(Work instructions): Carry on the CUPS configuration file from the point where it stops.

(Passage given):
____________

Listen /var/run/cups/cups.sock

# Show shared printers on the local network.

Browsing On

BrowseOrder allow,deny

BrowseAllow all

# Default authentication type, when authentication is required...

DefaultAuthType Basic

BrowseAddress 192.168.1.2:631

# Restrict access to the server...

<Location />

  Order allow,deny

  Allow localhost

  Allow 192.168.1.2

</Location>

# Restrict access to the admin pages...

<Location /admin>

  Encryption Required

  Order allow,deny

  Allow localhost

</Location>

# Restrict access to configuration files...

<Location /admin/conf>

  AuthType Default

  Require user @SYSTEM

  Order allow,deny

</Location>

# Set the default printer/job policies...

<Policy default>

  # Job-related operations must be done by the owner or an administrator...

  <Limit Send-Document Send-URI Hold-Job Release-Job Restart-Job Purge-Jobs Set-Job-Attributes Create-Job-Subscription Renew-Subscription Cancel-Subscription Get-Notifications Reprocess-Job Cancel-Current-Job Suspend-Current-Job Resume-Job CUPS-Move-Job>

    Require user @OWNER @SYSTEM

    Order deny,allow

  </Limit>

  # All administration operations require an administrator to authenticate...

____________

(Extracted information):
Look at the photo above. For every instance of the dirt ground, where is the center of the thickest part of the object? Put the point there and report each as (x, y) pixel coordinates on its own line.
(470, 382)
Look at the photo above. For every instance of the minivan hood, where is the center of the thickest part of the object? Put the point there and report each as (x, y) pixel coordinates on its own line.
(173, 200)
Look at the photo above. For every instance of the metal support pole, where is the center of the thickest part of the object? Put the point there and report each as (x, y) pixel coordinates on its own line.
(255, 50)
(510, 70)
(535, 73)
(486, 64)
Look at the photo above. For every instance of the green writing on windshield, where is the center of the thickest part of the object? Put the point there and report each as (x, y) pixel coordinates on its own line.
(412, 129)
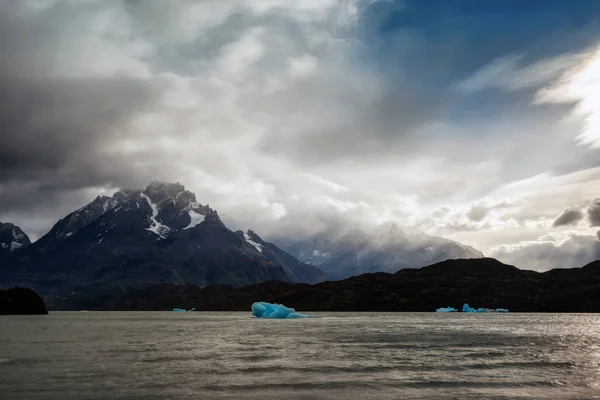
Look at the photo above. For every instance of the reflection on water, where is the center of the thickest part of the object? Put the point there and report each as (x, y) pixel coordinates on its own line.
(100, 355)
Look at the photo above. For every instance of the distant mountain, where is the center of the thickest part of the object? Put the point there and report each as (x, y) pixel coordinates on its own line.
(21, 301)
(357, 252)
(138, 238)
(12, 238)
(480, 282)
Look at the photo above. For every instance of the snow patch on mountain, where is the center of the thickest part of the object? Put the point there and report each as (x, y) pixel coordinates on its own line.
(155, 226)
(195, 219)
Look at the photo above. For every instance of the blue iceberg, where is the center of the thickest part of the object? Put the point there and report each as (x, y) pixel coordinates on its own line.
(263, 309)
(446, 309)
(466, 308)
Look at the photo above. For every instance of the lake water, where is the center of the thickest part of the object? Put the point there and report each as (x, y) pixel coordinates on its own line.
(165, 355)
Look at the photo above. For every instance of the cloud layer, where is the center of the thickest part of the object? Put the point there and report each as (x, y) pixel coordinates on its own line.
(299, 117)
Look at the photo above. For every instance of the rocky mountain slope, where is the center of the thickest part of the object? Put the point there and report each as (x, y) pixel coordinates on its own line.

____________

(Result for this exercise):
  <Limit CUPS-Add-Modify-Printer CUPS-Delete-Printer CUPS-Add-Modify-Class CUPS-Delete-Class CUPS-Set-Default>

    AuthType Default

    Require user @SYSTEM

    Order deny,allow

  </Limit>

  # All printer operations require a printer operator to authenticate...

  <Limit Pause-Printer Resume-Printer Enable-Printer Disable-Printer Pause-Printer-After-Current-Job Hold-New-Jobs Release-Held-New-Jobs Deactivate-Printer Activate-Printer Restart-Printer Shutdown-Printer Startup-Printer Promote-Job Schedule-Job-After CUPS-Accept-Jobs CUPS-Reject-Jobs>

    AuthType Default

    Require user @SYSTEM

    Order deny,allow

  </Limit>

  # Only the owner or an administrator can cancel or authenticate a job...

  <Limit Cancel-Job CUPS-Authenticate-Job>

    Require user @OWNER @SYSTEM

    Order deny,allow

  </Limit>

  <Limit All>

    Order deny,allow

  </Limit>

</Policy>

#

# End of "$Id: cupsd.conf.in 7199 2008-01-08 00:16:30Z mike $".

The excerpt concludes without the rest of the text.